EXERCISE BRIEF ::
Gather all lines in the entries below that include the word "green".

EXTRACTED RECORDS ::
☆ ☆ ☆ ☆ ☆ ☆ ☆
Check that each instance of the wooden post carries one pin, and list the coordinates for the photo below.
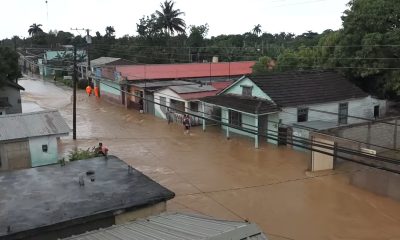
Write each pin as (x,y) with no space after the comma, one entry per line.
(369,135)
(395,135)
(256,134)
(203,114)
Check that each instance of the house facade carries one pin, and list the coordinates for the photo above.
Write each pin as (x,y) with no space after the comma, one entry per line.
(114,80)
(30,139)
(175,101)
(10,98)
(299,97)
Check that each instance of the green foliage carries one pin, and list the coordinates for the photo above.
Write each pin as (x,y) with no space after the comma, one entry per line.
(169,20)
(81,154)
(371,29)
(9,69)
(263,66)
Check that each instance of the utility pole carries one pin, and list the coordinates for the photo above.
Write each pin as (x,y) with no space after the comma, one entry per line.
(74,98)
(88,41)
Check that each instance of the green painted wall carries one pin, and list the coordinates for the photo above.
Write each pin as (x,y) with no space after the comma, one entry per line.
(110,90)
(273,120)
(40,158)
(247,122)
(237,89)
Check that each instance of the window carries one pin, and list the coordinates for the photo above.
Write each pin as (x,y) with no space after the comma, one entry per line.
(376,111)
(235,118)
(44,148)
(343,112)
(246,91)
(302,114)
(163,102)
(194,106)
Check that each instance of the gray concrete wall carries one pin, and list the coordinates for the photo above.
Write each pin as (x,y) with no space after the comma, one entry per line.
(15,155)
(363,107)
(377,181)
(376,135)
(14,98)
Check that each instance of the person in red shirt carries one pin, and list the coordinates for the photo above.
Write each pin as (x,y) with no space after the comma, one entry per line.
(103,150)
(96,91)
(89,90)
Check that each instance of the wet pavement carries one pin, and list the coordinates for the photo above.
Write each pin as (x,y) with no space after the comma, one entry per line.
(228,179)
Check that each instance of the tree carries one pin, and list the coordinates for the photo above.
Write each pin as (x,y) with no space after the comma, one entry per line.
(110,31)
(197,35)
(35,29)
(257,29)
(9,69)
(368,45)
(169,18)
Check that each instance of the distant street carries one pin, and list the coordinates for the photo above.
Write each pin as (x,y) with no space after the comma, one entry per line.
(226,179)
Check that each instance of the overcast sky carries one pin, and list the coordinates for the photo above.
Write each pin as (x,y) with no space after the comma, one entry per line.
(223,16)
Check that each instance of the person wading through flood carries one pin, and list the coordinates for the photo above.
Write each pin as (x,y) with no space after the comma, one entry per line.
(89,90)
(96,91)
(103,150)
(169,115)
(186,123)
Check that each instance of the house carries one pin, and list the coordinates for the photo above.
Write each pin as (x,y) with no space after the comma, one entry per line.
(177,226)
(96,64)
(55,60)
(117,78)
(183,99)
(10,98)
(59,201)
(272,104)
(30,139)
☆ ☆ ☆ ☆ ☆ ☆ ☆
TASK OUTPUT ::
Check that each instance of the green foliage carries one pin, and list the coordinates for the photo above.
Check that each instance of the green painted wall carries one pin, and list the coordinates for the photo above.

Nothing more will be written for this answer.